++++ MATERIAL TO PROCESS ++++
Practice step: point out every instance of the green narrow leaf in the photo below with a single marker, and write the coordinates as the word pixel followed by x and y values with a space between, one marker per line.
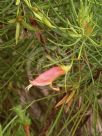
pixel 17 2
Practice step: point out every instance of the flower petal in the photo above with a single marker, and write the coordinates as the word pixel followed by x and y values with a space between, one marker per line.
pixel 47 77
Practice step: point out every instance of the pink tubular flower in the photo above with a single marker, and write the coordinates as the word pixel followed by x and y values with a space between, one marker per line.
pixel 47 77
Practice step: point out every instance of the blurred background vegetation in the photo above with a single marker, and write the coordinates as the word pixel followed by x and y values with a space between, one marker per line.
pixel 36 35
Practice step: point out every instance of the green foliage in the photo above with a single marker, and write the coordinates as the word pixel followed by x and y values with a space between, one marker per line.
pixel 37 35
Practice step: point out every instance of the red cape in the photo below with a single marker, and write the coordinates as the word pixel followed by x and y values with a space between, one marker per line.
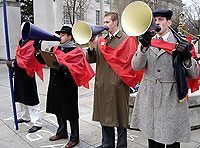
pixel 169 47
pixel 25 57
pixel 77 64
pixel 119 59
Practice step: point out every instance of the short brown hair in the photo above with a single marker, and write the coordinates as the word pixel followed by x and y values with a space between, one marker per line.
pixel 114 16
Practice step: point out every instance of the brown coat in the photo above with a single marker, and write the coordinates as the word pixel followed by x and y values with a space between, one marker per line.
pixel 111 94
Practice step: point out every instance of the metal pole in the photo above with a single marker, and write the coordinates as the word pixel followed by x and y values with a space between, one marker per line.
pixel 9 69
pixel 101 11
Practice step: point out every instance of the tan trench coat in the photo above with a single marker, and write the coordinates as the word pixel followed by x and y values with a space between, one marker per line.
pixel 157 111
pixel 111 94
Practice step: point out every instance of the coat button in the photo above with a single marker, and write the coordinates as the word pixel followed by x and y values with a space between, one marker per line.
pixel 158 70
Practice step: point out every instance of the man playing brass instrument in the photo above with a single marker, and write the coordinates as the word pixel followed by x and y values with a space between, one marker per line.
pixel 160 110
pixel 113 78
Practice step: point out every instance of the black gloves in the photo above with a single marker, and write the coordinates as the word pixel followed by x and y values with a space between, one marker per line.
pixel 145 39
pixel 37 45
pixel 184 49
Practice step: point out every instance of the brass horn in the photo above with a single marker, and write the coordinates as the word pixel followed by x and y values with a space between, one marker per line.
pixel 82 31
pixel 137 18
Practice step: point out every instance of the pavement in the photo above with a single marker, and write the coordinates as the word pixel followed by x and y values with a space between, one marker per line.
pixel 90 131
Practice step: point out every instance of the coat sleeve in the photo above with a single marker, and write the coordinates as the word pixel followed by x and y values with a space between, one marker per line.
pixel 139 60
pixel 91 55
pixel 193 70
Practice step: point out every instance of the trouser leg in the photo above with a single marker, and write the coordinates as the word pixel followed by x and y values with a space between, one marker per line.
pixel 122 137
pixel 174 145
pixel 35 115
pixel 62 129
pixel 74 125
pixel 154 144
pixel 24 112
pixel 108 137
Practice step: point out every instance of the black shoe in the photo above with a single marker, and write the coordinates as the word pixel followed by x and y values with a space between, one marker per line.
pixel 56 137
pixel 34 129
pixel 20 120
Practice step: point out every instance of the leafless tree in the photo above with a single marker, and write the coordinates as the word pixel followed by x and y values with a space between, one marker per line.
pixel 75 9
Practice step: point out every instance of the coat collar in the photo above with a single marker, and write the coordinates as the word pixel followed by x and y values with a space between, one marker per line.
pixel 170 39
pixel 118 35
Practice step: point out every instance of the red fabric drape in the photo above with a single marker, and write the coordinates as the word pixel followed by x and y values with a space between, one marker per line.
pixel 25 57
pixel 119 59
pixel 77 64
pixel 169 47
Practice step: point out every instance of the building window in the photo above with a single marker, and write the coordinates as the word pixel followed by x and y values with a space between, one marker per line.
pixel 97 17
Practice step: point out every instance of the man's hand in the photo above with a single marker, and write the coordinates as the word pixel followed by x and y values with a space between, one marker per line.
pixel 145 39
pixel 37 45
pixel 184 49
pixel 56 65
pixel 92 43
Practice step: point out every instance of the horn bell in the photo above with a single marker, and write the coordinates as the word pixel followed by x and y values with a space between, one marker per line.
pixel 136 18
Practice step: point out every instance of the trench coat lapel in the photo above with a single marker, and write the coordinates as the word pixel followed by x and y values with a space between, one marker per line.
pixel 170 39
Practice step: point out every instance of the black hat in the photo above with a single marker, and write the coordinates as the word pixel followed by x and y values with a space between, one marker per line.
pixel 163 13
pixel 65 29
++++
### ACTIVITY
Copy out the listing above in full and keep the pictures out.

### TASK RESULT
Practice step: point out every instance of the green narrow leaf in the photo below with a single marker, and write the coordinates as the word pixel followed by x and y values with a space between, one marker per line.
pixel 17 2
Practice step: point out every instance of the flower petal in the photo above with a single marker, and write the coordinates as the word pixel followed by x and y values with a space between, one marker per line.
pixel 47 77
Practice step: point out every instance of the pink tubular flower in the photo above with a single marker, and write the coordinates as the word pixel followed by x and y values with a space between, one marker per line.
pixel 47 77
Practice step: point out every instance of the blurred background vegetation in the photo above with a single marker, and write the coordinates as the word pixel followed by x and y values with a space between, one marker per line.
pixel 36 35
Practice step: point out every instance of the green foliage in the photo above with a single marker, and write the coordinates as the word pixel followed by x and y values with a space between, one marker per line.
pixel 37 35
Practice step: point out every instance of the red cape in the photo below with a single marker, and write the coordinates as the word pixel followed by x and y values with a space between, one marker per line.
pixel 169 47
pixel 25 57
pixel 77 64
pixel 119 59
Practice step: point out every instance of the short brown hair in the photo above with a single marker, and write the coordinates as the word pixel followed by x and y values with a space between, one marker per line.
pixel 114 16
Practice step: point out every instance of the brown coat in the photo above with a single marker, and write the coordinates as the word pixel followed by x and y values with a space between, one marker per line.
pixel 111 94
Practice step: point out every instance of the metal pole in the photo above with a single marker, and write the coordinates as the word pixel followed by x and y values with a space between, one marker per line.
pixel 9 69
pixel 101 11
Practice step: point out every instance of the tan trench coat in the photo above with a single marker, and write the coordinates as the word pixel followed by x and y values with a space between, one marker per line.
pixel 157 111
pixel 111 94
Practice step: point out every instance of the coat button in the photo above with a single marker, and write the coordinates as the word pixel followed by x and y values with a space between, one marker per line.
pixel 158 70
Practice step: point out every instance of the man playing brass instrument in the photo above with a single marker, and write the coordinates as the word pixel followed by x and y values with a space between, one marker per line.
pixel 160 110
pixel 113 78
Practice step: point out every instance of the black gloves in the photo above with a single marker, and write the coordinates as the word pixel followed by x and y values with a space between, one marker per line.
pixel 145 39
pixel 37 45
pixel 184 49
Practice step: point out every instance of the brass horn in the photo above with a single marker, and write the coordinates as the word pixel followed by x and y values with a space between, one marker per line.
pixel 82 31
pixel 137 18
Practice step: point out every instance of the pavement in the photo above with a single marker, and write the coordinates as the word pixel followed by x and y values with a space between, one marker per line.
pixel 90 131
Practice step: point out every instance of the coat sleeve in the photo above with a single marker, and write the coordinates as the word pixel followed by x and y values with a space between, one marker per line.
pixel 139 60
pixel 91 55
pixel 193 70
Practice step: point out every instance of the trouser leg in the photo above with a single marker, and write the coordinates as the word pixel followed by x and y values with a space between, one marker per line.
pixel 122 137
pixel 174 145
pixel 35 115
pixel 62 129
pixel 74 125
pixel 154 144
pixel 24 112
pixel 108 137
Practice step: point out every instance of the black shoe in the photo above with a single marker, and write the coordinates as the word pixel followed by x and y values with a space between, one marker per line.
pixel 56 137
pixel 34 129
pixel 20 120
Practice step: point out every instance of the leafless tree in the photo above with a single marker, and write the coordinates as the word pixel followed by x and y values with a space between, one marker per line.
pixel 75 9
Practice step: point out every instance of the coat collar in the photo above with a single marker, and write the coordinates as the word pixel followed by x and y values with a space between, one marker per line.
pixel 170 39
pixel 118 35
Practice step: point out every instance of the red fabric drape in the photo above with a single marker, and write the coordinates as the word pixel followed by x and y values with a space between, one marker per line.
pixel 25 57
pixel 119 59
pixel 77 64
pixel 169 47
Practice step: point out every instance of the building window in the photo above with a single marker, and write the coordinates as the word pixel followed by x and y values with a space between, one marker per line.
pixel 97 17
Practice step: point out every instance of the man's hand in the photo above with a single marker, and write the coordinates as the word pixel followed by x and y values with a space between, one marker per line.
pixel 145 39
pixel 37 45
pixel 184 49
pixel 56 65
pixel 92 43
Practice step: point out every instance of the horn bell in the photo above with a single marker, and write the coordinates as the word pixel followed by x and y values with a space between, one marker per line.
pixel 136 18
Practice step: point out every instance of the trench coat lapel in the photo above with a single marker, and write the coordinates as the word pixel followed by x and y values with a space between, one marker per line.
pixel 170 39
Practice step: point out every instance of the black hat in the photo above with a single marker, and write the coordinates as the word pixel followed by x and y values with a space between, one marker per line.
pixel 163 13
pixel 65 29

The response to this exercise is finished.